### Document text

My mom died a year ago today. They told me the longing would get easier. And it does. Thankfully no one told me it would get better. Because it bloody well doesn't. I miss her every day. Every single day.
Those last days in the hospital were harrowing but happy. If I think back on the last 24 hours of her life I am grateful for many things. That, as a family, we could share her last meal with her. It was melkkos, brought to the hospital by a dear friend who arrived carrying a huge pot of my mom's favorite milky sweetness and enough spoons and small bowls for the entire extended family. I am grateful that her grandson was christened at her hospital bed. That her favourite nurse was on duty to administer the last morphine. That a kind hospital volunteer came to paint her toes a pretty pale shade of pink, as requested 'for the journey'. And that my father kissed away her last breath. I am most grateful for the latter. We should all be loved to death.
Comfort Me With Butter.
My mother died a few months ago. But we had time to say goodbye. Time for her to tell me where she had put the silver cutlery that she wanted me to have. Time for me to ask her for her brandy butter recipe. We dealt in practicalities because it was too horrific to acknowledge the desperate sadness of knowing that time had finally run out, too heartbroken about the fact that we would never share a meal again, too desolate to speak of a Christmas without her. Too sad for conversation. When the end came I simply told her that I loved her, told her that I would one day name my daughter Lily and my son Sebastiaan. I promised her that I would be strong. I told her that words were unnecessary. But that didn’t mean that I didn’t want them. Because I do. I still have so much I want to tell her; so much I want her to share with me. While I still could, shortly after her death, I would dial her telephone number so that I could listen to her voice message - so that I could hear her voice. I would give anything to hear her voice again.
The other night I boiled some mielies for supper and as I was slathering them in butter, Jacques asked me where he could find my mother’s salt. I broke down in tears for I had used the last of the spicy salt my mom made for us a while ago. Thinking that she would, as always, replenish my stock as soon as she felt better. She never did. And I never did find out what it was that she put into the salt to give it that distinctive taste. A taste that will now elude me forever. The taste given to me by the mother I mourn. That night my tears salted the mielies, the mielies that I drenched in butter in honour of my mother. Because my mom believed that butter made everything better. She comforted me with butter, both as a child and as an adult. And now I need butter in the face of my relentless, all-consuming grief. I eat butter the way Marie taught me to. Cold butter thickly spread on hot toast. Buttery eggs. Marie biscuits held together by softened butter. Sweet potato with melted butter. Hot buttered popcorn. Anchovy butter. Bread and butter pudding. And as I eat the butter I remember. I recall the laughter, the travels, the late night reminiscing in foreign hotel rooms. I remember how we would always hold hands in the cinema, how every phone call ended with a love-you. How she drank cognac from a crystal goblet and tea from a mug. How soft her skin was and how loud her laughter. And as the butter sizzles in the pan, I know, In elke bietjie botter sal ek Mamma onthou. In every bit of butter, I will remember my mom.

######
### Records shown

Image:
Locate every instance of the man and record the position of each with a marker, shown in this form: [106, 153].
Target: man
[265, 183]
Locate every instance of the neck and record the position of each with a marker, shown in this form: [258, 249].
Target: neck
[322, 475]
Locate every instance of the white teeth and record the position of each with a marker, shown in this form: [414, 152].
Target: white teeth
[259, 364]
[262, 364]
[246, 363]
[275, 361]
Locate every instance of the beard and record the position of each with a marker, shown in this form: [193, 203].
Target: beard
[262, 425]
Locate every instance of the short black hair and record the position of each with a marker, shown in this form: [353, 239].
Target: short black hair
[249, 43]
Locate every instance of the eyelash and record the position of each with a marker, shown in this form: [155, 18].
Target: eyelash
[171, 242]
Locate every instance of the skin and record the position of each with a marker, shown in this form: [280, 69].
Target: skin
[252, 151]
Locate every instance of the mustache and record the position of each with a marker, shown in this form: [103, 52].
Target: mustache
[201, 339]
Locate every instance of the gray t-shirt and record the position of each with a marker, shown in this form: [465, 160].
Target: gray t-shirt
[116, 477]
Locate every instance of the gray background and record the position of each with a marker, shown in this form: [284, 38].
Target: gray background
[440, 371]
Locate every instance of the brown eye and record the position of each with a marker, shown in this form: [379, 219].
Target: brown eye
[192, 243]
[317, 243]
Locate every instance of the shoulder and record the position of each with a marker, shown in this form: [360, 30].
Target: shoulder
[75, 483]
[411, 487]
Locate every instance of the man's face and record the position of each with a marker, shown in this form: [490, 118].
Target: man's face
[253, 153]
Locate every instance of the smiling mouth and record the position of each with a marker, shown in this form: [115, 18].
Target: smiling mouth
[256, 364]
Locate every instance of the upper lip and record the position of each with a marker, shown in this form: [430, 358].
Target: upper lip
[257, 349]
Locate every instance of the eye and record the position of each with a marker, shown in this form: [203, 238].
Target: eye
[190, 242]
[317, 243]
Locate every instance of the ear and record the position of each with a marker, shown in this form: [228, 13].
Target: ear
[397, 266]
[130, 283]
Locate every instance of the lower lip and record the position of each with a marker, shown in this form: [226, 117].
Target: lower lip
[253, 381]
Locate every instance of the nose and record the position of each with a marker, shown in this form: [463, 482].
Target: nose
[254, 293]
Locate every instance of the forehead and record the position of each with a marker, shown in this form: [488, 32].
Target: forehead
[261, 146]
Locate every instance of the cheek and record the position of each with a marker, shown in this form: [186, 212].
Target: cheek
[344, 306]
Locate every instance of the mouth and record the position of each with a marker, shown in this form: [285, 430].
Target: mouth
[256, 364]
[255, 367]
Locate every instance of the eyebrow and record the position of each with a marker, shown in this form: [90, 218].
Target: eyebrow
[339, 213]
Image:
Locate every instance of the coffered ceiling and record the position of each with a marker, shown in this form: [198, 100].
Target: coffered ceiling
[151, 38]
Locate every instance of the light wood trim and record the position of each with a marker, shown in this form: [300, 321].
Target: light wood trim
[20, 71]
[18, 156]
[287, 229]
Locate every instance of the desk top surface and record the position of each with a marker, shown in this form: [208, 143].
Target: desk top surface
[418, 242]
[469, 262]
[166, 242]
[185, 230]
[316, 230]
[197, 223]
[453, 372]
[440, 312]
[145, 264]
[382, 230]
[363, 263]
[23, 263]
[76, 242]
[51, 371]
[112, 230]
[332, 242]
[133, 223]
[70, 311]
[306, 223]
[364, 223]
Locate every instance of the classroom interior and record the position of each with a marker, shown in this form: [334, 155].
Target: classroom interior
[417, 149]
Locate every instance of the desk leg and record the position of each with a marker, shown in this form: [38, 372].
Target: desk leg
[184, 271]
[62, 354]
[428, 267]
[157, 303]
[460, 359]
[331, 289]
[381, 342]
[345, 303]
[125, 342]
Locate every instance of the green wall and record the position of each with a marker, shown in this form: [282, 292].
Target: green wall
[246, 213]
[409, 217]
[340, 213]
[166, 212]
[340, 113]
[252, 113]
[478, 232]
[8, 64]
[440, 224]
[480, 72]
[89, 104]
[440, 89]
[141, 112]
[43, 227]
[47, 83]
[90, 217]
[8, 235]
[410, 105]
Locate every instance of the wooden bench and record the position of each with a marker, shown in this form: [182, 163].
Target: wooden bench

######

* Parts of the exercise *
1: In the essay on grief and butter, what did the family share as the mother's last meal in the hospital?
2: Retype the stretch of the essay on grief and butter from "Those last days" through "loved to death.".

* Task solutions *
1: Melkkos, which a dear friend brought to the hospital in a huge pot.

2:
Those last days in the hospital were harrowing but happy. If I think back on the last 24 hours of her life I am grateful for many things. That, as a family, we could share her last meal with her. It was melkkos, brought to the hospital by a dear friend who arrived carrying a huge pot of my mom's favorite milky sweetness and enough spoons and small bowls for the entire extended family. I am grateful that her grandson was christened at her hospital bed. That her favourite nurse was on duty to administer the last morphine. That a kind hospital volunteer came to paint her toes a pretty pale shade of pink, as requested 'for the journey'. And that my father kissed away her last breath. I am most grateful for the latter. We should all be loved to death.